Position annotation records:
::::

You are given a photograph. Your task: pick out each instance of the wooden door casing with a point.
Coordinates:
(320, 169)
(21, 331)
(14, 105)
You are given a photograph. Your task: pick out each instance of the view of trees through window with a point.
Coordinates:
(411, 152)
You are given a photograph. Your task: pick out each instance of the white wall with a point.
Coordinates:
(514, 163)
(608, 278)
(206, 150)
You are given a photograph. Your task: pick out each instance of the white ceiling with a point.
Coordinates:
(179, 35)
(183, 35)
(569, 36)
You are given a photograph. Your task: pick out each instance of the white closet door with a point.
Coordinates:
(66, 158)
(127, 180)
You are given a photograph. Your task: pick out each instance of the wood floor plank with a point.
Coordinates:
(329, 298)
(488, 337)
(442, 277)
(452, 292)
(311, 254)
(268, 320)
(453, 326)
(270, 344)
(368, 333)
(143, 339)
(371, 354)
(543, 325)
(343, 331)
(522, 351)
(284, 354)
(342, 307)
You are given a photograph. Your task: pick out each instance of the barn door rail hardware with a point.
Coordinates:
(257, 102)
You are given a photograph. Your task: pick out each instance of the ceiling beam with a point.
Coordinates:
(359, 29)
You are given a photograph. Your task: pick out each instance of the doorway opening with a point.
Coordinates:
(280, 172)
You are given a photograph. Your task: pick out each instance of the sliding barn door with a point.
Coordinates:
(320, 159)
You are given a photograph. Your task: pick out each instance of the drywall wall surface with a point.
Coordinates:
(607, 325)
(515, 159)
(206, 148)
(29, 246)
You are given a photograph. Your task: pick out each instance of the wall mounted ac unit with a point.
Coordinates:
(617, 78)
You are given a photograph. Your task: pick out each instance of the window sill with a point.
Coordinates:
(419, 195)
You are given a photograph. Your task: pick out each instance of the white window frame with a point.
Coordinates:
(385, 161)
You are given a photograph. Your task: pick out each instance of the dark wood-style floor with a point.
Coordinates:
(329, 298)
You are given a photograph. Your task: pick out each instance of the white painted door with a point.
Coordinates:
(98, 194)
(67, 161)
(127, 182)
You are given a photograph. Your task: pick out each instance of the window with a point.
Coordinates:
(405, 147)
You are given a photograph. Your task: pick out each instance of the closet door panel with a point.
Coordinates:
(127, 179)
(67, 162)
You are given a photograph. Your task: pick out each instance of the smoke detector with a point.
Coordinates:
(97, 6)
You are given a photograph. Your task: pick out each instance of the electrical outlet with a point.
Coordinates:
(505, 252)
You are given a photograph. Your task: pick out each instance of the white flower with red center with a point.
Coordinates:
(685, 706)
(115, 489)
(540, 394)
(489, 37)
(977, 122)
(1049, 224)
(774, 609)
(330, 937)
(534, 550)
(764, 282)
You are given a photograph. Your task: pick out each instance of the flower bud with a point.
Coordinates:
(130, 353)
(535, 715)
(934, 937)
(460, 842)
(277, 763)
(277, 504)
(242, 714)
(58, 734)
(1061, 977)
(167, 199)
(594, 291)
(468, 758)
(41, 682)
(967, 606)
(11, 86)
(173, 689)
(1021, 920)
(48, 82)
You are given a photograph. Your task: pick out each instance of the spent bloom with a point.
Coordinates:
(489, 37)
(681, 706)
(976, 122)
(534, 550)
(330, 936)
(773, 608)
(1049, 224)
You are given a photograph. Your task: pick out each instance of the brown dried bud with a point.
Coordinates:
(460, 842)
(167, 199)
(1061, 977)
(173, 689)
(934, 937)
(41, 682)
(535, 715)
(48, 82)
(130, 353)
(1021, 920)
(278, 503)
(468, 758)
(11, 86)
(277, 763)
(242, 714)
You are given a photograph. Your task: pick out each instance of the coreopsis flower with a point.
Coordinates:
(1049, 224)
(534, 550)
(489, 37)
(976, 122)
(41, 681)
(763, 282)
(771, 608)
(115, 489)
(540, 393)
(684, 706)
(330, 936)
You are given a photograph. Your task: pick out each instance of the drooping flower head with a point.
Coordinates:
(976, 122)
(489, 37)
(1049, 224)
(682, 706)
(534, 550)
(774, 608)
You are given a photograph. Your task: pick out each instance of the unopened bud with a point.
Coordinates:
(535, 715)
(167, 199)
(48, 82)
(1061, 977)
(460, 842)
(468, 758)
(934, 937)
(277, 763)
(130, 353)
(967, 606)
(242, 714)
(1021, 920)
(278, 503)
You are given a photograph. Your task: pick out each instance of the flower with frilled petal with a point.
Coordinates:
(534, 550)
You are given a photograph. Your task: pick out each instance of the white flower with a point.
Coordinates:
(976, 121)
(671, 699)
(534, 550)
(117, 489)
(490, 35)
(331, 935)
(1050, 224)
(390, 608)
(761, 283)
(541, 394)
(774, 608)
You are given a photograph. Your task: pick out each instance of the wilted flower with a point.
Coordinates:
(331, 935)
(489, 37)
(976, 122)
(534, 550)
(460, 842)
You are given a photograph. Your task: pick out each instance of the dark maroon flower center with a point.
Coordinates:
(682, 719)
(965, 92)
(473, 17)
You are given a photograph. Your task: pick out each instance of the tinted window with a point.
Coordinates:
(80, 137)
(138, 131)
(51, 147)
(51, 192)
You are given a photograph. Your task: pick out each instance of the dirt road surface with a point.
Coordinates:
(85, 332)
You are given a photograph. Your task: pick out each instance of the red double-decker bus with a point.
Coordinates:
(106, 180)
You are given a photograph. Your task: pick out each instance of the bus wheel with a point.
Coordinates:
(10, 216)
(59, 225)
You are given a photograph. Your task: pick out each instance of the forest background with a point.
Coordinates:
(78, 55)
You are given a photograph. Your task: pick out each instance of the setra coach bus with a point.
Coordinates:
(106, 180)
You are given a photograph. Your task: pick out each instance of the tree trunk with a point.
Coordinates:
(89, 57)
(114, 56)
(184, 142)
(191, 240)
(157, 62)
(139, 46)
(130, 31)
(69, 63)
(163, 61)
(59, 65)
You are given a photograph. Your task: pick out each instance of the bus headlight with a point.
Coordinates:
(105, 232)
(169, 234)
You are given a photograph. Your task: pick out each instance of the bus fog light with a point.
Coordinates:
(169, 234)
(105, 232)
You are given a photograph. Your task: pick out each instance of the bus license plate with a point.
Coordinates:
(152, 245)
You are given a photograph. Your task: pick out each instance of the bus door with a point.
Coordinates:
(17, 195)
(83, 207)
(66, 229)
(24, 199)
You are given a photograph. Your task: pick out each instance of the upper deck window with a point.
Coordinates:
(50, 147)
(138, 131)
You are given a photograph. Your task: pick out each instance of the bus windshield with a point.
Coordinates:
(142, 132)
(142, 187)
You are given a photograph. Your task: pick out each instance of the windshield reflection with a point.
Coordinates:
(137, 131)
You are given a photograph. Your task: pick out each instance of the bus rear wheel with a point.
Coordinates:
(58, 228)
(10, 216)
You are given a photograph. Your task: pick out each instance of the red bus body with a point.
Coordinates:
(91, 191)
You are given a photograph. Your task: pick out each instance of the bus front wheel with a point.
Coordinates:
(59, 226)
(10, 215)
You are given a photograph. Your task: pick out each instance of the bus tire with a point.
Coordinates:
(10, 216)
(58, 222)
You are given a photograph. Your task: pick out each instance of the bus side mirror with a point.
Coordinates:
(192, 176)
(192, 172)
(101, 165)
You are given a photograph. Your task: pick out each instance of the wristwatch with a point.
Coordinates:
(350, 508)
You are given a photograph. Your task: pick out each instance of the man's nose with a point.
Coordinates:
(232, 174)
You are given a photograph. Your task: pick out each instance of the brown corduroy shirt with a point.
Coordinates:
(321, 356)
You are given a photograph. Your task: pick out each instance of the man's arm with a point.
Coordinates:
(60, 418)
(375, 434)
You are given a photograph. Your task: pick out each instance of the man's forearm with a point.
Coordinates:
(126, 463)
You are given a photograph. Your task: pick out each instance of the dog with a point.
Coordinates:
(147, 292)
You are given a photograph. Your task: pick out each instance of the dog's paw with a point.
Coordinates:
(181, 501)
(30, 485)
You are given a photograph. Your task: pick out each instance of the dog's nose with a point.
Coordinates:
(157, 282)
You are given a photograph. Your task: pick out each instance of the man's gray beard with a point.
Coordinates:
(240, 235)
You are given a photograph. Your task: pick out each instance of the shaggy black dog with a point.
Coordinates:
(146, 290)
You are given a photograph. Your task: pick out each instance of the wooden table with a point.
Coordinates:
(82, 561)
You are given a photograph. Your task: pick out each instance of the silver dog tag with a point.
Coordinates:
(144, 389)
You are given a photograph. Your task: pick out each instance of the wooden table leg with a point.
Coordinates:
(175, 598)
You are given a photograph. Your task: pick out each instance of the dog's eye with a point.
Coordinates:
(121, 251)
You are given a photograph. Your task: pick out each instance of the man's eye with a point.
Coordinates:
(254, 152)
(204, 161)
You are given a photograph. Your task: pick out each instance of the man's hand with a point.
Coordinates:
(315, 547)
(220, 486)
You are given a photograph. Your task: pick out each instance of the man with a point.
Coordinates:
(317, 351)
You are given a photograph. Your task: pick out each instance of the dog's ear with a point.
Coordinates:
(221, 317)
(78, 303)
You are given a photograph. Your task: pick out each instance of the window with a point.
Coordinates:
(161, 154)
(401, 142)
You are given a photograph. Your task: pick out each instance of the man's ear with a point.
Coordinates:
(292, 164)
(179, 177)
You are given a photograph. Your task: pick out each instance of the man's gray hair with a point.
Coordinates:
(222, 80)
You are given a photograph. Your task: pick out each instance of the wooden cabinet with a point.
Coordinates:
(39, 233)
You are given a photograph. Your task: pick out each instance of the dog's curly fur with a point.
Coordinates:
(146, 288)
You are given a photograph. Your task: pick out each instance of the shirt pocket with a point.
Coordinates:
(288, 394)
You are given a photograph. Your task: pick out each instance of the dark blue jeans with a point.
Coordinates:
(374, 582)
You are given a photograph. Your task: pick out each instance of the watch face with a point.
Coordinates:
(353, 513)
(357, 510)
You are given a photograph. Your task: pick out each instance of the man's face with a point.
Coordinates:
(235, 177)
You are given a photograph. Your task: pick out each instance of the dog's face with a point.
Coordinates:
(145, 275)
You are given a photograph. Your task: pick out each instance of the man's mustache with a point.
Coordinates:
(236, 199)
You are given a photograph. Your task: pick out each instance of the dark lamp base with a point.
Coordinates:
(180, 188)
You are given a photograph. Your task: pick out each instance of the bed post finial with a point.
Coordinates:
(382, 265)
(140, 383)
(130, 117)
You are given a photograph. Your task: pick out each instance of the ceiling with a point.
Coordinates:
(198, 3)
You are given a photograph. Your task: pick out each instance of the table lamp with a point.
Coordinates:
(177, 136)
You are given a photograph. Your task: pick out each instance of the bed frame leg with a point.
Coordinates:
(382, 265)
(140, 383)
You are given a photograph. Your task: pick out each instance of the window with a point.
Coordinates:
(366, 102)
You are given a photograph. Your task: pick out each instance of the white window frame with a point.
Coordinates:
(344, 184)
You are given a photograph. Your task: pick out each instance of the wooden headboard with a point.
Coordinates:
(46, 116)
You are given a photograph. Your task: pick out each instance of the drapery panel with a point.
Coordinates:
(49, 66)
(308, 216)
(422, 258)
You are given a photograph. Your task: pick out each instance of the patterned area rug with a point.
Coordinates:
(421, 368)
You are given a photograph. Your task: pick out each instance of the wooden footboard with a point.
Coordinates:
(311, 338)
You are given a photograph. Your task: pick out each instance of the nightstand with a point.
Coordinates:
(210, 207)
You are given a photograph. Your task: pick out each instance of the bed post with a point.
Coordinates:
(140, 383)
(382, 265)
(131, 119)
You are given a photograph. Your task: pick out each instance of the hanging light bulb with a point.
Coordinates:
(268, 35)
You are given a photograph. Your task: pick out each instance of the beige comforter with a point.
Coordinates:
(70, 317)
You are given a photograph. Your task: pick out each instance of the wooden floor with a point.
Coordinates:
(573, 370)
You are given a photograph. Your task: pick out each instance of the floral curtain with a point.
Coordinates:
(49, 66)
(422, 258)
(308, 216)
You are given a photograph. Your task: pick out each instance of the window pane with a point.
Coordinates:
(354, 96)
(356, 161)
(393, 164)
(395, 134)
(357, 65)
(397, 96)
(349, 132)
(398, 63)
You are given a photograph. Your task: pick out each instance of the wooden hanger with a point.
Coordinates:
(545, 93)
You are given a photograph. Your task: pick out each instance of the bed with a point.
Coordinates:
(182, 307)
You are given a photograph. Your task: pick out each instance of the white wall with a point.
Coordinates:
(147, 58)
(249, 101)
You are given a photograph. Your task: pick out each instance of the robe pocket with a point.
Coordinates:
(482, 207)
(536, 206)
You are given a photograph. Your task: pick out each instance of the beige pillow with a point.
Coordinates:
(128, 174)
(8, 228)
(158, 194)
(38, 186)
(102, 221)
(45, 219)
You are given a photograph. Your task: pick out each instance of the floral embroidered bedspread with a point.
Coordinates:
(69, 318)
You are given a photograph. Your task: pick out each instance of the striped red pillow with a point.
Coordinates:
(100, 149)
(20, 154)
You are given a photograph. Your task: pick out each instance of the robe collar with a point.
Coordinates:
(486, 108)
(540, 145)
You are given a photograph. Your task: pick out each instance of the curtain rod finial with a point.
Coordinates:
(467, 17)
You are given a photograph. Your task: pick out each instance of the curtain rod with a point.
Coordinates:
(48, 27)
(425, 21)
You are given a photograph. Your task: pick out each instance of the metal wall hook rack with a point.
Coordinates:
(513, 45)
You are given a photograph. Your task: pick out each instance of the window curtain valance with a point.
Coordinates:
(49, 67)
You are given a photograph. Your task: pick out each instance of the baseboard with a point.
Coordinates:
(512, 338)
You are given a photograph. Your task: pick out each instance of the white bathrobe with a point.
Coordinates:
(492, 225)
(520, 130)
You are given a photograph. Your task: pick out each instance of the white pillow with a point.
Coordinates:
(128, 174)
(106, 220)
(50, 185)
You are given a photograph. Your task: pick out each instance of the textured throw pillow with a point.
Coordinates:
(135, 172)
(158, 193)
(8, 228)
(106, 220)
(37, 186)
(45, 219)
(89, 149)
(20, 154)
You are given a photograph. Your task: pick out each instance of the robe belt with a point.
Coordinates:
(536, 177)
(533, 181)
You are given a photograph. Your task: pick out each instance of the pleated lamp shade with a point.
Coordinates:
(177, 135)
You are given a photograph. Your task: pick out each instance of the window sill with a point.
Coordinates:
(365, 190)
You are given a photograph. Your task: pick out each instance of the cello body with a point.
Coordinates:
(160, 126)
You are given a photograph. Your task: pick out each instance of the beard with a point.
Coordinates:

::::

Each line from the one containing "beige pillow with a point." to the end of the listing above should be copied exactly, and nothing else.

Result:
You are given a photograph. Your task: pick out each instance of the beige pillow with a point.
Coordinates:
(128, 174)
(8, 228)
(158, 194)
(38, 186)
(102, 221)
(45, 219)
You are given a photograph. Your task: pick out each instance of the floral embroidered bedspread with a point.
Coordinates:
(69, 318)
You are given a photograph. Your task: pick out each instance of the striped red pillow with a point.
Coordinates:
(100, 149)
(20, 154)
You are given a photograph. Your task: pick out each instance of the robe collar with a point.
Coordinates:
(486, 108)
(540, 145)
You are given a photograph. Your task: pick out each instance of the curtain rod finial with a point.
Coordinates:
(467, 17)
You are given a photograph. Your task: pick out each instance of the curtain rod with a point.
Coordinates:
(48, 27)
(425, 21)
You are given a photograph. Your task: pick out each instance of the metal wall hook rack with a point.
Coordinates:
(513, 45)
You are given a photograph. Your task: pick out each instance of the window curtain valance with a point.
Coordinates:
(49, 67)
You are given a photograph. Your task: pick out each instance of the baseboard with a point.
Coordinates:
(512, 338)
You are given a photograph. Your task: pick out each instance of the white bathrobe with a point.
Coordinates:
(492, 225)
(520, 130)
You are given a photograph. Your task: pick out each instance of the white pillow with a point.
Coordinates:
(128, 174)
(106, 220)
(50, 185)
You are given a photograph. Your task: pick out each instance of the textured throw pillow with a point.
Coordinates:
(135, 172)
(158, 193)
(8, 228)
(106, 220)
(37, 186)
(45, 219)
(89, 149)
(20, 154)
You are given a photograph. Your task: pick out each instance of the robe belt with a point.
Coordinates:
(536, 177)
(533, 181)
You are given a photograph. Your task: pick out each instance of the pleated lamp shade with a point.
Coordinates:
(177, 135)
You are given a photograph. Your task: pick out each instance of the window sill with a point.
Coordinates:
(365, 190)
You are given a photograph. Your task: pick out each instance of the cello body with a point.
Coordinates:
(160, 126)
You are given a photograph. Your task: pick out each instance of the beard with a point.
Coordinates:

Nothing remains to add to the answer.